**STATED GOAL:**
Write out the rows below as a numbered list, skipping any blank lines.

[Begin EXERCISE MATERIALS]

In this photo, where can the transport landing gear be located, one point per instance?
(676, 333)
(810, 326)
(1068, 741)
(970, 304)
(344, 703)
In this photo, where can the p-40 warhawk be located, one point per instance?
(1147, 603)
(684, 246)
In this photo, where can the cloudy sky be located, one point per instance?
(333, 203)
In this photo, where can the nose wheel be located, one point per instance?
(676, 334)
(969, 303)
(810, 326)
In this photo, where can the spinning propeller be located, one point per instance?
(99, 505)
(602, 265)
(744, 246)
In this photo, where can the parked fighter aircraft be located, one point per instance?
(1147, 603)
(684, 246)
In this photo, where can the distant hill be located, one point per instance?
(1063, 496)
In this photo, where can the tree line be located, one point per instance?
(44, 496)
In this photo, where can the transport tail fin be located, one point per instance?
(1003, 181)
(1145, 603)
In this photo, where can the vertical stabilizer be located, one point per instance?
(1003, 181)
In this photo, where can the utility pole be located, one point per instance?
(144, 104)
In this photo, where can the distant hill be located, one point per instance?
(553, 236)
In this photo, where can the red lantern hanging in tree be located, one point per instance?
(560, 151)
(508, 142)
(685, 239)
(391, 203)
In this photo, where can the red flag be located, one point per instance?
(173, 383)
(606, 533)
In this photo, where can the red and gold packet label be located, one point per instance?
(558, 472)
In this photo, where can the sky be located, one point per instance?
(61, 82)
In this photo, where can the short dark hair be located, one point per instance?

[End EXERCISE MATERIALS]

**RESULT OF THE EXERCISE:**
1. In this photo, where can the transport landing gear be located, one point per instance?
2. (676, 333)
3. (810, 326)
4. (1068, 741)
5. (970, 304)
6. (344, 703)
7. In this photo, where can the p-40 warhawk be located, one point per instance?
8. (1147, 603)
9. (684, 246)
10. In this photo, where can the cloudy sky be located, one point per instance?
11. (333, 203)
12. In this photo, where can the nose wheel be located, one point per instance?
13. (676, 334)
14. (969, 303)
15. (810, 326)
16. In this photo, where can the spinning propeller be located, one point per instance?
17. (99, 505)
18. (602, 265)
19. (744, 246)
20. In this photo, where can the parked fighter aircraft be located, one point per instance?
21. (1147, 603)
22. (684, 246)
23. In this photo, where can the distant hill be located, one point per instance?
24. (1063, 496)
25. In this photo, where can the tree line be located, one point per instance?
26. (44, 496)
27. In this photo, where can the transport tail fin be located, one point per instance?
28. (1003, 181)
29. (1145, 603)
30. In this photo, where can the vertical stabilizer be located, one point per instance?
31. (1003, 181)
32. In this photo, where can the utility pole be located, one point per instance?
33. (144, 104)
34. In this photo, where can the distant hill be located, one point per instance?
35. (553, 236)
36. In this photo, where can the red lantern hanging in tree be located, one point per instance?
37. (560, 151)
38. (508, 142)
39. (685, 239)
40. (391, 203)
41. In this photo, where can the red flag be located, one point per instance?
42. (173, 383)
43. (606, 533)
44. In this photo, where can the red and gold packet label be located, one point per instance?
45. (558, 472)
46. In this photo, where can the sky be located, one point per instance?
47. (61, 82)
48. In this photo, where can the short dark hair be located, one point per instance?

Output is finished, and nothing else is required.